Exercise goal :: Word for word, copy out the records given below.
---*---
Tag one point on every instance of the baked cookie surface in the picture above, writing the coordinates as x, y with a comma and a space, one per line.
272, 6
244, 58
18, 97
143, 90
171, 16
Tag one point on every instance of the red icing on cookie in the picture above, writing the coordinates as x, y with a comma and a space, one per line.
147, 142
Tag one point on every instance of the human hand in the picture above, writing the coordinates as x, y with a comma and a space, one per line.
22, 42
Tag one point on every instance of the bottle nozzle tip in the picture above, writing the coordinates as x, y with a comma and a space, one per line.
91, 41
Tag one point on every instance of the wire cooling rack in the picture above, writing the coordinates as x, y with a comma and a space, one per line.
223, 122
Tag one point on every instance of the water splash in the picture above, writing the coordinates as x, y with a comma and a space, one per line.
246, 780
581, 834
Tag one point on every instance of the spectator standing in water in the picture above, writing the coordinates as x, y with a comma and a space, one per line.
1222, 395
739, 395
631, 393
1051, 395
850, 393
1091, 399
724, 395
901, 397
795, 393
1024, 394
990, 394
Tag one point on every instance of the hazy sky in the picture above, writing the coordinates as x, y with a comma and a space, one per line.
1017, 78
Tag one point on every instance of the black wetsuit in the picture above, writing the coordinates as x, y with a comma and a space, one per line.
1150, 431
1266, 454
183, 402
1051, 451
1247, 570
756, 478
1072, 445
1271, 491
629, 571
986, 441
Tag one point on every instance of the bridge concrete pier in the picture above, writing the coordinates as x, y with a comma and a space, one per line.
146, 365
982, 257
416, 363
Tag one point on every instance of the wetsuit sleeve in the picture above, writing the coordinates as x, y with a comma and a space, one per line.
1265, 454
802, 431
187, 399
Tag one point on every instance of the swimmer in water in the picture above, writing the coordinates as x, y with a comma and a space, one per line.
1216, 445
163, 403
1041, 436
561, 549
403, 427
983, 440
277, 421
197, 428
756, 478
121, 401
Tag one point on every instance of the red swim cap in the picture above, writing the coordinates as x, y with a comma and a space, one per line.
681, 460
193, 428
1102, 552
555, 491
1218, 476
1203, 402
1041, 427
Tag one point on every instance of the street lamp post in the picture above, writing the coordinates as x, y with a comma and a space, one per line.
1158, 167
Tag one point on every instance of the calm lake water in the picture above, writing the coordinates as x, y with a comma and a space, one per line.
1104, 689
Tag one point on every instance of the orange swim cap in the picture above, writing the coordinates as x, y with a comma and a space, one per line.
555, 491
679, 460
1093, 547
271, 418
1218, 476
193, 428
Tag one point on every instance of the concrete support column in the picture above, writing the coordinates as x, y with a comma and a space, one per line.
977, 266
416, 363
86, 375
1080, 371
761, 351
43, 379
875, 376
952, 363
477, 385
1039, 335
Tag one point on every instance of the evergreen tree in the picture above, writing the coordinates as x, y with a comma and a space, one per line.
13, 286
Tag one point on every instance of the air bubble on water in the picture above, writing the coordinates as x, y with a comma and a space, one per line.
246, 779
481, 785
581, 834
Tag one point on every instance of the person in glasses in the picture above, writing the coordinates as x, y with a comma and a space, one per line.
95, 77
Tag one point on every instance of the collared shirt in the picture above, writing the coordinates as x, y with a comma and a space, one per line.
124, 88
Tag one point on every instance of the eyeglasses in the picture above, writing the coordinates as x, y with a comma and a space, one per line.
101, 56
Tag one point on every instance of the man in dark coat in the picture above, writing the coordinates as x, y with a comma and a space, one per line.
---*---
Solution to this task ::
Tag one point on every instance of the baked cookie surface in the picture above, writing the coordinates as x, y with a comma and a space, one per line.
272, 6
244, 58
18, 97
143, 90
171, 16
Tag one point on every instance of the red icing on cookie in the picture above, writing the coordinates as x, y with a comma and a space, one per line.
147, 142
Tag one point on every instance of the human hand in the picture above, writing the coordinates as x, y with a comma and a space, one per line.
22, 42
Tag one point on every instance of the bottle nozzle tip in the picture above, writing the coordinates as x, y with a comma and a space, one per line.
91, 41
Tag one point on every instance of the wire cooling rack in the picture above, writing the coordinates as x, y with a comma and a space, one per line.
223, 122
Tag one point on every instance of the water splash in the picture above, writing the coordinates as x, y with a comma and a space, one per line.
246, 780
581, 834
Tag one point on every instance of the spectator standing in water in the picture above, writing the coordinates as x, y with a comma and a space, one per line.
1222, 395
739, 395
631, 393
1051, 395
850, 393
1091, 399
724, 395
901, 397
795, 393
1024, 394
990, 394
Tag one point on every instance of the hazy sky in the picture above, writing the coordinates as x, y with a comma and a space, one per line.
1017, 78
Tag one point on every instance of the black wetsuit in the picture above, writing the coordinates as x, y with a comma and a space, one per line.
1150, 431
1266, 454
183, 402
1051, 451
1247, 570
756, 478
1072, 445
1271, 491
629, 571
986, 441
Tag one point on every instance of the bridge concrete pier in the picture above, writing the coordinates as x, y with a comma and a space, one per line.
146, 365
982, 257
416, 363
Tag one point on every instance of the wetsuit sleeve in the picture above, writing the coordinates as x, y with a comma and a space, one per line.
1265, 454
802, 431
187, 399
Tag one point on every instance of the swimmer in water in the picture above, writing the coordinates as x, y with a comma and a space, one per line.
1216, 445
163, 403
1041, 436
561, 549
403, 427
983, 440
277, 421
197, 428
756, 478
121, 401
Tag one point on every instance of the red swim cap in the picture above, writing the coordinates as x, y with a comma and a space, one per line.
681, 460
193, 428
1102, 552
555, 491
1218, 476
1203, 402
1041, 427
Tag one point on every instance of the street lamp post in the picture above, writing the coordinates as x, y with a comma and a space, one per line.
1158, 167
Tag one point on every instance of the calm lake water in the picture above, writing the coordinates as x, y with a comma and a space, one per line.
1104, 689
Tag one point on every instance of the orange swim cap in the picture above, writing the coordinates as x, y with a comma and a space, one per line.
555, 491
679, 460
1093, 547
271, 418
1218, 476
193, 428
Tag one point on every instance of the concrete support column in the picture above, writing the coordinates as x, y with a comma and a space, one per line.
977, 266
416, 363
86, 375
1080, 371
761, 351
43, 379
875, 376
952, 363
477, 385
1039, 335
Tag one point on every instance of the evergreen tree in the picture above, writing the coordinates as x, y with a comma and a space, one per line.
13, 286
Tag one point on every instance of the air bubble on water in the picture above, writing the coordinates as x, y with a comma and a space, one per line.
246, 779
481, 785
581, 834
Tag one point on every instance of the person in glasses in the picture above, writing the coordinates as x, y with a comma and a space, one per line.
95, 77
Tag one point on every instance of the collared shirt in the picture above, writing the coordinates as x, y with a comma and a space, one per line.
124, 88
Tag one point on every instance of the eyeglasses in the picture above, writing the coordinates as x, y with a comma and a space, one per line.
101, 56
Tag one point on every instance of the man in dark coat in the picture above, writing the coordinates as x, y with a comma and a space, one per line.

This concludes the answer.